• _WRITTEN EXERCISE_
Look for the line containing "For the redline" in the listing below. Retype that line and every subsequent line through the last one, and only those.

──────── RECORD EXCERPTS ────────

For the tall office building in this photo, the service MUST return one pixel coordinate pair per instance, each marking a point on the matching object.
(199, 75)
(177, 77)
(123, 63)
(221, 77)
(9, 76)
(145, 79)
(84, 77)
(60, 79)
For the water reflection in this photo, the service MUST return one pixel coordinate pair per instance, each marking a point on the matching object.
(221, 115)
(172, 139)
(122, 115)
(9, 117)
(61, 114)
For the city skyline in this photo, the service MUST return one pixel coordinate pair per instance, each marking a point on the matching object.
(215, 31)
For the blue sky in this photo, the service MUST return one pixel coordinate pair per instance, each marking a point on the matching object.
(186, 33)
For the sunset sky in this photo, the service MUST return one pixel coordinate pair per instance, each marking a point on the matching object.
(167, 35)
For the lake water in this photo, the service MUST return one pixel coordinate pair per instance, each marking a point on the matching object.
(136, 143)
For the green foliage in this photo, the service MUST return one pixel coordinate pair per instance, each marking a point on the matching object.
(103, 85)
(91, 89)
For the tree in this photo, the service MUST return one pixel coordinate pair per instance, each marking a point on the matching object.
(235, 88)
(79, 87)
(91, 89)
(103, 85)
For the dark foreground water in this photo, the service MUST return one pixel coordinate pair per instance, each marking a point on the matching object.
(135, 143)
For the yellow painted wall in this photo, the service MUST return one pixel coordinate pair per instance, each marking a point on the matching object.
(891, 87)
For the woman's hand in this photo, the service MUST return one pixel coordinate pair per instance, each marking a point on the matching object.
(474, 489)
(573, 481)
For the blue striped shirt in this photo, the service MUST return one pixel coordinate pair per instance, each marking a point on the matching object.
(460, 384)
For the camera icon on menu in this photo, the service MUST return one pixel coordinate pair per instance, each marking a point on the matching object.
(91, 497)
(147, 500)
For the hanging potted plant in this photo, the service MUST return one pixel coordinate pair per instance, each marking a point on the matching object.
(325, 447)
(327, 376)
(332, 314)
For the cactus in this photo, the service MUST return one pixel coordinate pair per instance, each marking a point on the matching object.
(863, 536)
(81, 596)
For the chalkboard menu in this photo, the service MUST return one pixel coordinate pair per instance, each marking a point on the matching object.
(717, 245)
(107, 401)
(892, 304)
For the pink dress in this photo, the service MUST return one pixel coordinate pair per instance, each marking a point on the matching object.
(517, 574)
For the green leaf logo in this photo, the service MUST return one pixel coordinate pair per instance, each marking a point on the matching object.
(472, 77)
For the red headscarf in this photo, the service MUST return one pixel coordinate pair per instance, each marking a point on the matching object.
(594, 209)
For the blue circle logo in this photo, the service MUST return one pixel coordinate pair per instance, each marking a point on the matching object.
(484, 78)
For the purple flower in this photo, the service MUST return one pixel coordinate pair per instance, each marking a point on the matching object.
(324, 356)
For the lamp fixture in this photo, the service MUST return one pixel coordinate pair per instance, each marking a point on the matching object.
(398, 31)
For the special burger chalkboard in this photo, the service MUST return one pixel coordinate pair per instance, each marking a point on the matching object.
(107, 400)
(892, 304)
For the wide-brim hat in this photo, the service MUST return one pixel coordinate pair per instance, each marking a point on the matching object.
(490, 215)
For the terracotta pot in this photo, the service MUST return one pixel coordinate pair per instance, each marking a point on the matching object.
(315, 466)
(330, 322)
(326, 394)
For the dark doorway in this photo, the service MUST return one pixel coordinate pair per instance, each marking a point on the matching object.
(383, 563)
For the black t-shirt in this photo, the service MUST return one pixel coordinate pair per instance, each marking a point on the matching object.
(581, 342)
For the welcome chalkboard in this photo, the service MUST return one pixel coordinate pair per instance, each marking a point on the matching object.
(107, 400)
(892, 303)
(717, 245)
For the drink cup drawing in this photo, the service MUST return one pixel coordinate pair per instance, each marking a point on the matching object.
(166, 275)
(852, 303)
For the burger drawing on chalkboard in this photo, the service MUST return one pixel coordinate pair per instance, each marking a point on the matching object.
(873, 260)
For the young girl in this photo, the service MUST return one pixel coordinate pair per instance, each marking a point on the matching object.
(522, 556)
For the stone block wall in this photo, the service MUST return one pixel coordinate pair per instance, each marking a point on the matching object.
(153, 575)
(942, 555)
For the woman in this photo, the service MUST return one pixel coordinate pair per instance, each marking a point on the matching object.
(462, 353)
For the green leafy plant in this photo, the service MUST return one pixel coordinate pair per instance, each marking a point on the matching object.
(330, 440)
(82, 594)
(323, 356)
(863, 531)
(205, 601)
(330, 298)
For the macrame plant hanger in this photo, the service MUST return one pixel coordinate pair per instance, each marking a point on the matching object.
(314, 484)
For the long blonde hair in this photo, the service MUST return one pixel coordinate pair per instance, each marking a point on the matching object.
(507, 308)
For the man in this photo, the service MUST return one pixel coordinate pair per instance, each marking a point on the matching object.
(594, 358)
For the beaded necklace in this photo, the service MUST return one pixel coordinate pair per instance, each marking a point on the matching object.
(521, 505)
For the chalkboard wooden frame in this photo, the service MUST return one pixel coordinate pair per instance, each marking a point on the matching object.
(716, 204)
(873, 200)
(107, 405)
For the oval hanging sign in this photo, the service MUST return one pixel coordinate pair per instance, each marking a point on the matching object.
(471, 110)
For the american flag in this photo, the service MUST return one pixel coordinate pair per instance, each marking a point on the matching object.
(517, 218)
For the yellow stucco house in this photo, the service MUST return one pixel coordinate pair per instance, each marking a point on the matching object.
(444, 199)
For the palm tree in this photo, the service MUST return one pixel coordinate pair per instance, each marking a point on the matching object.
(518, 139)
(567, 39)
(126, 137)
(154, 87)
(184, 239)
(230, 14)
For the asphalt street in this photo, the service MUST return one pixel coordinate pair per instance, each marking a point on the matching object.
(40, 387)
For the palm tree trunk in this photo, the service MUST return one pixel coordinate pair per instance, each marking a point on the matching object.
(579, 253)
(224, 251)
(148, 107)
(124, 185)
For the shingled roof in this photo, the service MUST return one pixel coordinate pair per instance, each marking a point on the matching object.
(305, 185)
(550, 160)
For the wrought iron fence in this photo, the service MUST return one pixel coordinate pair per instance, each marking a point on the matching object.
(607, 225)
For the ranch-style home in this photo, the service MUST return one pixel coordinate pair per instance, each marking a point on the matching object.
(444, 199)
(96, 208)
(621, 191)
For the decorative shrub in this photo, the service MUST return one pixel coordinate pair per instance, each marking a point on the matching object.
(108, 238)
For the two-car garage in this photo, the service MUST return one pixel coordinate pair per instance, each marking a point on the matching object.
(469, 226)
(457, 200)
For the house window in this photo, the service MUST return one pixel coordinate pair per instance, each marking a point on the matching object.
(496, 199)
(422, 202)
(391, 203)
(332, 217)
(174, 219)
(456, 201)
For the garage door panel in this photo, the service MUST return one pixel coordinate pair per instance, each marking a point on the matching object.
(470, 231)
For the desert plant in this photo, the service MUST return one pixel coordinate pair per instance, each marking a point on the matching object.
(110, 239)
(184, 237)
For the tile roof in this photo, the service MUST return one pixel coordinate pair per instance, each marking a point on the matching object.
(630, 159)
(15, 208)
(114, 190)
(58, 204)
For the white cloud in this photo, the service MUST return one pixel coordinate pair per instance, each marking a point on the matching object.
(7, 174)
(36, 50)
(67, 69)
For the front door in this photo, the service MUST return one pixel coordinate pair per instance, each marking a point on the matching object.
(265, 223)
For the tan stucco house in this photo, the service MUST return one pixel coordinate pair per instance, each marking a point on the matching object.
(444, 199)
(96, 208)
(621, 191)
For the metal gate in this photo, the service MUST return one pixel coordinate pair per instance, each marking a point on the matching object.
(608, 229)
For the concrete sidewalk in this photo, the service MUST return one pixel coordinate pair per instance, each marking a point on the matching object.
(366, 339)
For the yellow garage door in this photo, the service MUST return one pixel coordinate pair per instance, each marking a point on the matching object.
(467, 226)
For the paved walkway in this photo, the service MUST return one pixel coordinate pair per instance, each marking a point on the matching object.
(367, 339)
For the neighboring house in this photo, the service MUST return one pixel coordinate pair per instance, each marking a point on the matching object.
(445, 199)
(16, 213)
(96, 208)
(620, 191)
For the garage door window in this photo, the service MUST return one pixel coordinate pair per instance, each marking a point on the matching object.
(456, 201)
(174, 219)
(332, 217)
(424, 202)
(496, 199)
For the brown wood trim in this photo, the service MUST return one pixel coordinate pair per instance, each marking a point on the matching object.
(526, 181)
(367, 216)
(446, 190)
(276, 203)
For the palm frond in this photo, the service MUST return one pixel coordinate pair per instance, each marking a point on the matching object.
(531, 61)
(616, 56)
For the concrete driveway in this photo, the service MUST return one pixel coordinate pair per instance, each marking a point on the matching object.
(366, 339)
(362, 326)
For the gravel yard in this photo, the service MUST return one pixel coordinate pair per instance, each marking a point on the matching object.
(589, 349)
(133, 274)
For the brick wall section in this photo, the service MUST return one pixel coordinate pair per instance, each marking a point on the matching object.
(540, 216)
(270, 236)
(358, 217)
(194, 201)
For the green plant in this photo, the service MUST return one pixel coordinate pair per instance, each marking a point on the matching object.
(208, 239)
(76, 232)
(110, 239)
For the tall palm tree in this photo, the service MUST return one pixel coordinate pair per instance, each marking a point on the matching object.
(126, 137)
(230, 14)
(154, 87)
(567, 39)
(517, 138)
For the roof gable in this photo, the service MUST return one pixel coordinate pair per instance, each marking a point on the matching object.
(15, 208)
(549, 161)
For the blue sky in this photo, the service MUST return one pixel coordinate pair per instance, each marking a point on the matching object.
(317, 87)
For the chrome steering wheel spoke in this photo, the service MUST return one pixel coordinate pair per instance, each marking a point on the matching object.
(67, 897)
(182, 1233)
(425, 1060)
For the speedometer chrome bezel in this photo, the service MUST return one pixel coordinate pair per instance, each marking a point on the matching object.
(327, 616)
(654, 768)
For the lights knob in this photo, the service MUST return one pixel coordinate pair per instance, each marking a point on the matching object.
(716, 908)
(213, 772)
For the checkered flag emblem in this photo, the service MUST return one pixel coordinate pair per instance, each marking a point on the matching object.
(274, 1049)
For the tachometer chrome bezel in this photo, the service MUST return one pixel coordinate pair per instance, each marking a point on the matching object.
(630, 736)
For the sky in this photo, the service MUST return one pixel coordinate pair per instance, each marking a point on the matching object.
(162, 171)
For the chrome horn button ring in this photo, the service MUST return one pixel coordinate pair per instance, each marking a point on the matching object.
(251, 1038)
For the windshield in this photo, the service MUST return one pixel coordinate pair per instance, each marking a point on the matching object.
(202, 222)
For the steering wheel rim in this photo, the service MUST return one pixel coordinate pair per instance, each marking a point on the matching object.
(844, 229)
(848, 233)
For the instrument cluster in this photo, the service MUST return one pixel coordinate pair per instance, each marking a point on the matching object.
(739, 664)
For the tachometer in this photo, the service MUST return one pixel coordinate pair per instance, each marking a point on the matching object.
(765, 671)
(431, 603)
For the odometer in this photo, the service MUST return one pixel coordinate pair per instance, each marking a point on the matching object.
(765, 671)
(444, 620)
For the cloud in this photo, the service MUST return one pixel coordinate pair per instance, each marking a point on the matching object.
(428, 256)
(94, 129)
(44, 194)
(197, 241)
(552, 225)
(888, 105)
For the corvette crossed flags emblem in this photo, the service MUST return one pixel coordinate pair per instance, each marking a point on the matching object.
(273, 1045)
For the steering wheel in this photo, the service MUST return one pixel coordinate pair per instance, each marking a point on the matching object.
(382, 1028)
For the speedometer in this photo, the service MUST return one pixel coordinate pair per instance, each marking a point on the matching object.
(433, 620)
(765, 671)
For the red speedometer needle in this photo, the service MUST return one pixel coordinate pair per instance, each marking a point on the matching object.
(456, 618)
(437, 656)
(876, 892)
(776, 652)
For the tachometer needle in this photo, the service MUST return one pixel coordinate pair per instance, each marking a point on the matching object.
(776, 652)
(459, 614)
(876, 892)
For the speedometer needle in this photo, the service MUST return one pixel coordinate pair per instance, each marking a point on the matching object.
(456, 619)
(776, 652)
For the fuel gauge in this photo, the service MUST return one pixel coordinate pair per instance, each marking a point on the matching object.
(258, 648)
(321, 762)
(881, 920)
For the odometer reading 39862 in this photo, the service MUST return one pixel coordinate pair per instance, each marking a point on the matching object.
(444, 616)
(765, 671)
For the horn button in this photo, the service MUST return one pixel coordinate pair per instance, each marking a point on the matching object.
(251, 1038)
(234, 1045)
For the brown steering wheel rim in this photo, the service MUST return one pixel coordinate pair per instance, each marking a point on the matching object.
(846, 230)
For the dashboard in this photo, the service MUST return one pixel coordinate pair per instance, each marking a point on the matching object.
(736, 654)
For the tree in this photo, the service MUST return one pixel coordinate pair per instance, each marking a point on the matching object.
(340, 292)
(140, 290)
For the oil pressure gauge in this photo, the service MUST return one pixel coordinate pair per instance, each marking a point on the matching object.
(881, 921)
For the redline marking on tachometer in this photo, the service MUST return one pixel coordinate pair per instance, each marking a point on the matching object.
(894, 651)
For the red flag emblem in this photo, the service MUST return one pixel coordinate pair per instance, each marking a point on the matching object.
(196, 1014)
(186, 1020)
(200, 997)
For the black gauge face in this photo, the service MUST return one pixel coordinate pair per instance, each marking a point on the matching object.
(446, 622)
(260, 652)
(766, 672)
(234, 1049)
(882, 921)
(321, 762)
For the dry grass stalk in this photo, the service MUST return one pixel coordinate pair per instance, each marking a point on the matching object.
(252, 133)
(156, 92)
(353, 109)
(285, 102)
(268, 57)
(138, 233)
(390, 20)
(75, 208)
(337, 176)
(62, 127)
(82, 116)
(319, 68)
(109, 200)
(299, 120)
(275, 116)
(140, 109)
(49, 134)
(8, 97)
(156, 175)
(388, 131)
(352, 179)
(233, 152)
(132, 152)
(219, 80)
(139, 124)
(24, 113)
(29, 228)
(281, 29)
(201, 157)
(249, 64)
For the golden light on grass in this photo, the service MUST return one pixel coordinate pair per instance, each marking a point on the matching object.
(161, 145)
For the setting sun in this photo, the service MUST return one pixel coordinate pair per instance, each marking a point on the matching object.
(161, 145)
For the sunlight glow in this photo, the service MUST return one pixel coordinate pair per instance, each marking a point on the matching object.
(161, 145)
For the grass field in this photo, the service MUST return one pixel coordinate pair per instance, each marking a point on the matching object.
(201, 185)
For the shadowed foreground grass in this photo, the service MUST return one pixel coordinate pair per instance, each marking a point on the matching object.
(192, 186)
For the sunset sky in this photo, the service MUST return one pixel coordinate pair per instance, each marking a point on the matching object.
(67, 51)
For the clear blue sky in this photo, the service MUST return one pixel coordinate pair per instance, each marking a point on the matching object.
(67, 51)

────────

• _OUTPUT_
For the redline marking on tachometer in this photo, the service MUST return one pixel coordinate pair per instance, each marking a point on the matching object.
(894, 651)
For the red flag emblem in this photo, the service MUST return one pixel coordinate pair per instance, each marking a point on the matching object.
(196, 1014)
(186, 1020)
(200, 997)
For the black gauge face in this photo, the service MUST return one pixel coordinate pair per instance, each marking a point on the matching object.
(446, 622)
(260, 652)
(766, 672)
(234, 1049)
(882, 921)
(321, 762)
For the dry grass stalk in this photo, the service MUST return one pixel coordinate pair per instance, each marking a point on the matching object.
(252, 133)
(156, 92)
(353, 109)
(285, 102)
(268, 57)
(138, 233)
(390, 20)
(75, 208)
(337, 176)
(62, 127)
(82, 116)
(319, 68)
(109, 200)
(299, 120)
(275, 116)
(140, 109)
(49, 134)
(8, 97)
(156, 175)
(388, 131)
(352, 179)
(233, 152)
(132, 152)
(219, 80)
(139, 124)
(24, 113)
(29, 228)
(281, 29)
(201, 157)
(249, 64)
For the golden light on grass in this photo, the service MUST return one pixel coordinate pair per instance, each marking a point on the matching object.
(161, 145)
For the setting sun in this photo, the service MUST return one pixel coordinate pair per instance, each marking a point on the matching object.
(161, 145)
For the sunlight glow in this photo, the service MUST return one pixel coordinate pair per instance, each marking a point on the matching object.
(161, 145)
For the grass field in this photo, the service MUST return one pixel coordinate pair per instance, each marking a point on the matching object.
(201, 185)
For the shadowed foreground grass in this photo, the service MUST return one pixel coordinate pair per instance, each marking a point on the matching object.
(192, 186)
For the sunset sky in this photo, the service MUST return one pixel coordinate pair per instance, each marking a point on the matching object.
(67, 51)
For the clear blue sky in this photo, the service MUST return one pixel coordinate pair per instance, each marking a point on the matching object.
(67, 51)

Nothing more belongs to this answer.